- WHAT TO PRODUCE: The data should be duplicated exactly, with every word kept as it is.

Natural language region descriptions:
=-=-=

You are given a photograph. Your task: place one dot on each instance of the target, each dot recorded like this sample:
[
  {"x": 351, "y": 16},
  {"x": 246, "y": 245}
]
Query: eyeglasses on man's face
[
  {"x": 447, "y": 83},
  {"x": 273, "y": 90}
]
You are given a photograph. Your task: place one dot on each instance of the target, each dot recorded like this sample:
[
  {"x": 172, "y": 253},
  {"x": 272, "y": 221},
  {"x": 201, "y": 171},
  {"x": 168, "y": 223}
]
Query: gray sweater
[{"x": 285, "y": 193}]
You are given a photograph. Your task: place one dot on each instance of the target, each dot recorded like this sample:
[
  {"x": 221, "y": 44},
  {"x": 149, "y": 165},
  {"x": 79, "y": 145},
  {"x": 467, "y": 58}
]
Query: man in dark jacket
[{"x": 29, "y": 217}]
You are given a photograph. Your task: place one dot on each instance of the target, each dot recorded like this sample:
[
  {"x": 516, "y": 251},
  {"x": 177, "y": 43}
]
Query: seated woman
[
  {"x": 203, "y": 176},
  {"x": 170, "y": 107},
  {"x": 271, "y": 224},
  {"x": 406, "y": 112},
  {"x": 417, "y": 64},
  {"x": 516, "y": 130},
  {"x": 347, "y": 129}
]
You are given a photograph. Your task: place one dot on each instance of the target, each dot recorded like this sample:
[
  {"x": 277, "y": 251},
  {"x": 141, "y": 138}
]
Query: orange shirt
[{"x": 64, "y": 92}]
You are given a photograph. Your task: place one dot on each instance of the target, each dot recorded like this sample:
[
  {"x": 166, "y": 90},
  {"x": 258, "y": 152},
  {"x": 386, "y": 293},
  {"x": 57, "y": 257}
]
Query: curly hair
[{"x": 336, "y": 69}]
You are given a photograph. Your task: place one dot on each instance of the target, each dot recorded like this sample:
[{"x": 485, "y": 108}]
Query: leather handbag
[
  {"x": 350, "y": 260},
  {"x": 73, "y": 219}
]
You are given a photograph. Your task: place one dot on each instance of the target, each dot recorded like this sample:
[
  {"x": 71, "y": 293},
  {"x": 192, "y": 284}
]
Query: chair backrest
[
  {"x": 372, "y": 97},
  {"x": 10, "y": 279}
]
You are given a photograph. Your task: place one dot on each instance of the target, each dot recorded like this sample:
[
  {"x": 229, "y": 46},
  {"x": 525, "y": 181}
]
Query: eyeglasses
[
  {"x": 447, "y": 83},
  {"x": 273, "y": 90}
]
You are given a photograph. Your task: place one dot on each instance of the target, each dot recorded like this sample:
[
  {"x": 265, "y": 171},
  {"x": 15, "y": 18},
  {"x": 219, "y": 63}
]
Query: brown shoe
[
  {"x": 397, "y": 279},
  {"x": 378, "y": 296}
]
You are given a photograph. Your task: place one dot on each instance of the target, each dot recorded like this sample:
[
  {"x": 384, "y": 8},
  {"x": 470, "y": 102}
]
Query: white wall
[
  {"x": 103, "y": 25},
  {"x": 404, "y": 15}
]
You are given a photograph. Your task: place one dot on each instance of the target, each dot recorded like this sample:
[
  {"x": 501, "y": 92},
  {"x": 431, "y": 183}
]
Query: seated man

=-=-=

- RESPONSE AREA:
You are given a photograph. Your task: place one dot on each instance of the target, each dot recorded like this sample:
[
  {"x": 351, "y": 16},
  {"x": 246, "y": 245}
]
Query: eyeglasses on man's face
[
  {"x": 447, "y": 83},
  {"x": 273, "y": 90}
]
You are given a photograph. Your task: place one dot on each instance of the target, each dot recorded like this sample:
[
  {"x": 172, "y": 253},
  {"x": 272, "y": 221},
  {"x": 201, "y": 171},
  {"x": 168, "y": 223}
]
Query: gray sweater
[{"x": 285, "y": 193}]
You are given a photograph. Your task: place one dot on each instance of the target, each dot recorded like this sample:
[
  {"x": 221, "y": 44},
  {"x": 149, "y": 165},
  {"x": 79, "y": 145},
  {"x": 467, "y": 58}
]
Query: man in dark jacket
[{"x": 29, "y": 217}]
You are given a photograph. Your task: place one dot on each instance of the target, each dot recorded like this sample:
[
  {"x": 516, "y": 251},
  {"x": 177, "y": 43}
]
Query: seated woman
[
  {"x": 203, "y": 176},
  {"x": 170, "y": 107},
  {"x": 271, "y": 224},
  {"x": 406, "y": 112},
  {"x": 417, "y": 64},
  {"x": 516, "y": 130},
  {"x": 347, "y": 129}
]
You are given a photograph. Your task: place one dot on each instance of the target, each dot recorded like this sample:
[
  {"x": 277, "y": 251},
  {"x": 141, "y": 138}
]
Query: orange shirt
[{"x": 64, "y": 92}]
You are given a photograph. Your task: place one dot on each instance of the target, each dot recorded like this sample:
[
  {"x": 166, "y": 90},
  {"x": 258, "y": 152},
  {"x": 386, "y": 293},
  {"x": 57, "y": 257}
]
Query: curly hair
[{"x": 336, "y": 69}]
You are given a photograph. Your task: place one dot on each instance of the target, each dot recorded like this sample:
[{"x": 485, "y": 108}]
Query: leather handbag
[
  {"x": 350, "y": 260},
  {"x": 73, "y": 219}
]
You are given a photograph. Your task: place one dot on each instance of the target, each dot recorded like this sample:
[
  {"x": 71, "y": 293},
  {"x": 192, "y": 284}
]
Query: chair backrest
[
  {"x": 372, "y": 97},
  {"x": 10, "y": 279}
]
You are given a photograph. Your task: place one dot on each instance of the target, each dot recorded like this sample:
[
  {"x": 229, "y": 46},
  {"x": 525, "y": 181}
]
Query: eyeglasses
[
  {"x": 447, "y": 83},
  {"x": 273, "y": 90}
]
You are given a photograph. Your task: place one dot on each instance of the target, each dot recorded like this sample:
[
  {"x": 265, "y": 171},
  {"x": 15, "y": 18},
  {"x": 219, "y": 63}
]
Query: brown shoe
[
  {"x": 397, "y": 279},
  {"x": 378, "y": 296}
]
You are given a photograph. Your task: place one dot on each instance of the target, each dot recorded like this sample:
[
  {"x": 384, "y": 8},
  {"x": 470, "y": 102}
]
Query: white wall
[
  {"x": 103, "y": 25},
  {"x": 404, "y": 15}
]
You are given a photograph. Your task: place one dot on each instance of the target, each dot recorded like this sample:
[
  {"x": 501, "y": 92},
  {"x": 431, "y": 183}
]
Query: seated man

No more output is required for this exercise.